EXERCISES TO COMPLETE>
A. Quote the Lou Almada passage word for word, starting with "Due to threats" and going on through "to Los Angeles.".
B. Extend the Lou Almada passage, picking up right after its final sentence.

TEXT PASSAGE>
Member of the Pacific Coast League

Baseball Hall of Fame
- Induction: 2014

= Lou Almada =

Mexican-American baseball player

Louis J. Almada (born José Luis Almada, September 7, 1907 – September 16, 2005) was a Mexican-American professional baseball outfielder. Almada played for the Hollywood Stars, the Seattle Indians, and the Mission Reds of the Pacific Coast League (PCL) from 1928 to 1938. He was inducted into the PCL Hall of Fame in 2014. His brother, Mel Almada, played in Major League Baseball.

==Early life==
José Luis Almada was born on September 7, 1907, in El Fuerte, Sinaloa, Mexico. He was the son of Baldomero Almada, a colonel in the Constitutional Army, serving under Álvaro Obregón, during the Mexican Revolution. The Almadas descended from Álvaro Vaz de Almada, 1st Count of Avranches. He had one brother, Mel, and six sisters. Mel later became the first Mexican-born player in Major League Baseball.

Due to threats of assassination from the regime of Victoriano Huerta, Obregón's rival, the Almada family moved to the United States. In 1915, the government of Venustiano Carranza appointed Baldomero Almada to serve as a consul to the United States, based in Tucson, Arizona. They later moved to Los Angeles.

==Baseball career==
Almada attended Los Angeles High School, and he played for the school's baseball team and as a semi-professional as a pitcher. Sam Crawford scouted Almada, who signed with the New York Giants and reported to spring training with them in 1927. The Giants kept Almada on their roster for the beginning of the season, though he did not appear in a game for them. In May, the Giants sent Almada to a farm team, the Albany Senators of the Eastern League. They demoted him later in the season to the Richmond Colts of the Virginia League, but he did not like it there and received his unconditional release from the Giants. In 1928, Almada attended spring training with the Wichita Larks of the Western League, but he was released before the beginning of the season. He made his PCL debut with the Hollywood Stars as a left fielder in June 1928, and continued to play as a semi-professional.

PROVIDED MATERIAL>

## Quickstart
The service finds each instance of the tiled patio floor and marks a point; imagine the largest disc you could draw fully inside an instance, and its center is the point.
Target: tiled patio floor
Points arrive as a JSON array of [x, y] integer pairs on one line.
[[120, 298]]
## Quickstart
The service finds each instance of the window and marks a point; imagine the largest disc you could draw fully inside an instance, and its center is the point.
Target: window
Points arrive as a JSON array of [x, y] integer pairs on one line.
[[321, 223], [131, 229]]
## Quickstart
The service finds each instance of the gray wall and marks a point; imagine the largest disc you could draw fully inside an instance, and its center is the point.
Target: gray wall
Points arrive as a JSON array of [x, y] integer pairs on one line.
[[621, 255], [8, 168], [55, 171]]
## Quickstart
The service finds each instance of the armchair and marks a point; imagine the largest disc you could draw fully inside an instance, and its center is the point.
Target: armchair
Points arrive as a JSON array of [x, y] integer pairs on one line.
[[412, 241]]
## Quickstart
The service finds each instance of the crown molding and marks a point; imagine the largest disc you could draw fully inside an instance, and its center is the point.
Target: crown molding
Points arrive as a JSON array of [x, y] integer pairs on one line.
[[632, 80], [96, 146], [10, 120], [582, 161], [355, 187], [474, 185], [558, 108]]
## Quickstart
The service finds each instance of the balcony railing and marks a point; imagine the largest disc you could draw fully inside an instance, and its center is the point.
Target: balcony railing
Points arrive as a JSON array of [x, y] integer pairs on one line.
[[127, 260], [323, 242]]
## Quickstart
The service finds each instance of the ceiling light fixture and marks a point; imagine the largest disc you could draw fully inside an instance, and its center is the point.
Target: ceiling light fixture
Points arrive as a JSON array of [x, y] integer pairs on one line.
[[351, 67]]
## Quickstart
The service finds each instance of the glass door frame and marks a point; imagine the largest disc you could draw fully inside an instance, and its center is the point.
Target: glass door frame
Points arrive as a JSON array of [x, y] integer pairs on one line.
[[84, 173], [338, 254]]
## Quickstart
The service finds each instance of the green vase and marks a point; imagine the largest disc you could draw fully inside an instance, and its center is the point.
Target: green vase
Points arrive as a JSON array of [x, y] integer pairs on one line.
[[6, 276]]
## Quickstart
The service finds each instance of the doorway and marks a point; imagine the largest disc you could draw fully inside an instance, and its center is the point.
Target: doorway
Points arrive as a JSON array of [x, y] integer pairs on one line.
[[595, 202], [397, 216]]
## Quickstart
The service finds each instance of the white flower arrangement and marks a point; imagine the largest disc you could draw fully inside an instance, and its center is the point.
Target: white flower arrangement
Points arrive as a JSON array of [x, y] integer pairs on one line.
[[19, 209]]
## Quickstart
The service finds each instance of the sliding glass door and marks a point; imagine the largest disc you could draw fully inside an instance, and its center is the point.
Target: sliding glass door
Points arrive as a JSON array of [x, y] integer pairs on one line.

ANSWERS TO THIS EXERCISE>
A.
Due to threats of assassination from the regime of Victoriano Huerta, Obregón's rival, the Almada family moved to the United States. In 1915, the government of Venustiano Carranza appointed Baldomero Almada to serve as a consul to the United States, based in Tucson, Arizona. They later moved to Los Angeles.

B.
In February 1929, Almada signed with the Seattle Indians of the PCL. He had a .305 batting average for Seattle that season, and batted .298 and .289 in the 1930 and 1931 seasons, respectively. In 1930, Almada led all professional baseball outfielders with 479 putouts. He led all PCL outfielders with 31 assists in 1931. While he played for Seattle, Almada earned the nickname "Ladies Day Louie" because it seemed that he played better on Thursdays, when the team had a ladies' day promotion.

In 1932, Almada brought his younger brother, Mel, with him to Seattle's spring training. Mel made the Indians' roster, and the Indians cut Lou, who signed with the Mission Reds. After Lou had negotiated Mel's contract with the Indians, the Indians sought to cut Lou's salary, which he refused, resulting in his release. Almada became the Reds' cleanup hitter, and batted .320 in 158 games for the 1932 season. He tied Ray French for the PCL lead with 30 stolen bases. In 1933, Almada had a .357 batting average, fourth-best in the PCL behind teammates Oscar Eckhardt (.414) and Bucky Walters (.376) and Earl Sheely of the Portland Beavers (.359). He batted .332 during the 1934 season, the ninth-best average in the league, and batted .302 for the 1935 season. In 1936, his batting average dropped to .286 in 172 games, and to .252 in 143 games in 1937.

Before the 1938 season, the Reds relocated, becoming the new Hollywood Stars, after the previous Stars had relocated. Almada opted to retire from the PCL rather than play for Hollywood. He played for a team from Atwater, California, in the California State League in 1940, and also played as a semi-professional.

==Personal life==
Almada married Ligia Davila in 1932. They had a daughter, Cristina Biegel of Carmel and a son, Charles Luis Almada of Seal Beach. Almada died at his home in Carmel, California, on September 16, 2005.

In 2014, Almada was elected to the Pacific Coast League Hall of Fame.